* _EXCERPT PROVIDED_:
============

Something very good happened and something kinda bad for me yesterday. The good part is that I had the opportunity to sit down again with Dr. David Acheson, Assistant Commissioner for the FDA in charge of Food Safety. The bad part is that during our conversation, my digital audio recorder malfunctioned and I lost the very first few moments of our conversation. Total bummer. Fortunately, the malfunction occurred within a few minutes of our talk and the bulk of it was in the second, signaled by me saying "go on" to Dr. Acheson. What can I do? I don’t make the recorders.
I sat down with Dr. Acheson not because the salmonella issue is still hot news. It, like the summer, is over, at least according to the CDC on the latter front. But it seemed like a good time to look back at what happened. And there is little doubt in my mind, that it will serve as a milestone in coming discussions on the Hill about the reform of FDA. After all, the salmonella crisis was serious – tomato producers lost money, there was a sickening loss of crop and the American public and key stakeholders and policy makers were doubting whether or not the FDA was in a position to really protect the public health on food.
What followed were hearings and lots of news coverage. What I saw was Lou Dobbs criticizing the FDA and those who work for it and congresspeople hammering questions to representatives of the FDA. As anyone who reads this blog knows, I am a critic of the agency and the way it has handled itself the past few years. But, the efforts of media and members of Congress struck me as particularly unfair. I think that the FDA has had little opportunity to communicate what happened. That is why I interviewed Dr. Acheson.
Now, then my recorder had it’s Rose Mary Woods moment. Here is what we talked about during the first few minutes of our interview.

============

* _LISTED ENTRIES_:
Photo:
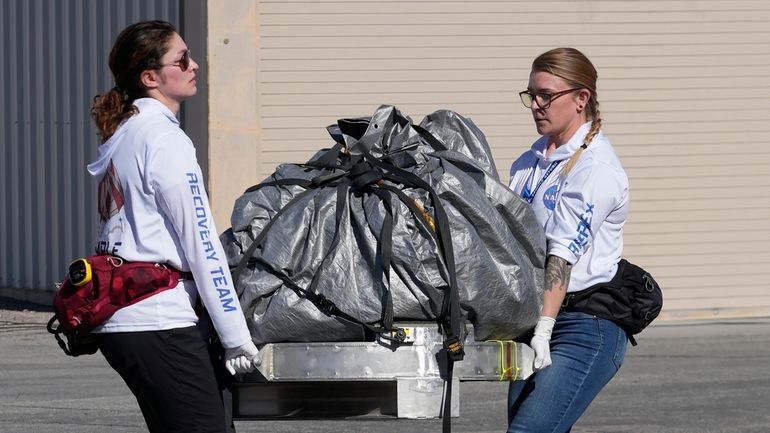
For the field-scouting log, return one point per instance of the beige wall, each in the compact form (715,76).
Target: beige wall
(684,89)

============

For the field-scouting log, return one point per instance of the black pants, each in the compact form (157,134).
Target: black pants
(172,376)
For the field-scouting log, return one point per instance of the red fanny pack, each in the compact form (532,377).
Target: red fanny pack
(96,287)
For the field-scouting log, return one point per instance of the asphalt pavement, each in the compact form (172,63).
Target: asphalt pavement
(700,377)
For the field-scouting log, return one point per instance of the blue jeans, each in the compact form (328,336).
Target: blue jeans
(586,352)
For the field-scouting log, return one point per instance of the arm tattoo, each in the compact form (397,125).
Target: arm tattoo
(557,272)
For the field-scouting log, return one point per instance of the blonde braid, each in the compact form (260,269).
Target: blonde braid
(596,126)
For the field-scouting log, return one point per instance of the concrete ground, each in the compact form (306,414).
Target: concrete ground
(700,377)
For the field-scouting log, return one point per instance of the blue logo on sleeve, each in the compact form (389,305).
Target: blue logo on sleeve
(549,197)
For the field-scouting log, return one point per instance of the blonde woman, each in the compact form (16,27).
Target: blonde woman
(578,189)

============

* _WORK INSTRUCTIONS_:
A. Do these statements agree with the blog post on the Acheson interview? Answer yes or no for each, and quote the exact words from the post that decide it.
(i) The author's recorder failure cost the very first few moments of the conversation.
(ii) The author met with Dr. Acheson because the salmonella issue is still hot news.
(iii) The author found the efforts of the media and members of Congress fair to the FDA.
B. Can you rewrite the blog post on the Acheson interview from "I sat down with" to "health on food.", putting "tomato growers" in place of "tomato producers"?
C. Can you continue the blog post on the Acheson interview from where it stops?

* _RESULTS OF THE EXERCISE_:
A.
(i) Yes: "my digital audio recorder malfunctioned and I lost the very first few moments of our conversation"
(ii) No: "I sat down with Dr. Acheson not because the salmonella issue is still hot news."
(iii) No: "But, the efforts of media and members of Congress struck me as particularly unfair."

B.
I sat down with Dr. Acheson not because the salmonella issue is still hot news. It, like the summer, is over, at least according to the CDC on the latter front. But it seemed like a good time to look back at what happened. And there is little doubt in my mind, that it will serve as a milestone in coming discussions on the Hill about the reform of FDA. After all, the salmonella crisis was serious – tomato growers lost money, there was a sickening loss of crop and the American public and key stakeholders and policy makers were doubting whether or not the FDA was in a position to really protect the public health on food.

C.
Dr. Acheson outlined what happens at the beginning of an outbreak like salmonella. First, a few people eat an infected food. From all of those that eat that food, a relatively small number will be sick enough to go to the doctor. When they go to the doctor, he/she may take tests such as a stool sample, that then come back to the physician. The physician then makes a diagnosis. The number of those diagnoses, if there are enough, become a signal. From the time of that signal, public health officials then take notice and let us know that there is a problem, where the CDC. the government arm that monitors outbreaks and covers epidemiology, takes note of an emergent pathogen. The CDC then tells the FDA that there is an issue. At that point, the FDA begins the investigation into where the problem originated and begins to talk to the patients about what they ate.
Listen to the podcast. It is long, but if you are interested in this issue, it is illuminating. My apologies to Dr. Acheson for my recorder, but the meat is here.
By way of disclosure, during the salmonella crisis this summer, I worked with a member of the produce industry.